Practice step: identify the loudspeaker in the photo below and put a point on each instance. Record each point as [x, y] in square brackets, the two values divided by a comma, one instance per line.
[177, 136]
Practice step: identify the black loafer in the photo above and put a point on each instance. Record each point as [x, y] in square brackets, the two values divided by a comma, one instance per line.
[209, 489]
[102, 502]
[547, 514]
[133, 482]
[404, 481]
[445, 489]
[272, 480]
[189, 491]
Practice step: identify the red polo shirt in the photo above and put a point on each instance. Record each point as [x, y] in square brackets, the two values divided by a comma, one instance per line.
================
Goal → Reproduce all of the data above, requests included and their wording unchanged. Multiply every coordinate in the answers by 0.75, rounding each result to a whole number with halves rounded up.

Expected answer →
Practice step: identify the loudspeaker in the photo below and put a point on each instance. Record each point as [x, y] in square brackets, the two values divided by a comma, one instance per line.
[133, 102]
Practice step: identify the black loafer in the photo above and put a point on each instance. Record each point as [x, y] in square brackets, the two values divided by a comma, one instance per line.
[157, 367]
[77, 377]
[410, 386]
[100, 362]
[303, 361]
[334, 367]
[204, 360]
[142, 368]
Practice step: identify the red polo shirt in the photo above and put a point on each instance. Record each point as [x, y] in square brackets, the two values divided by a comma, one instance per line.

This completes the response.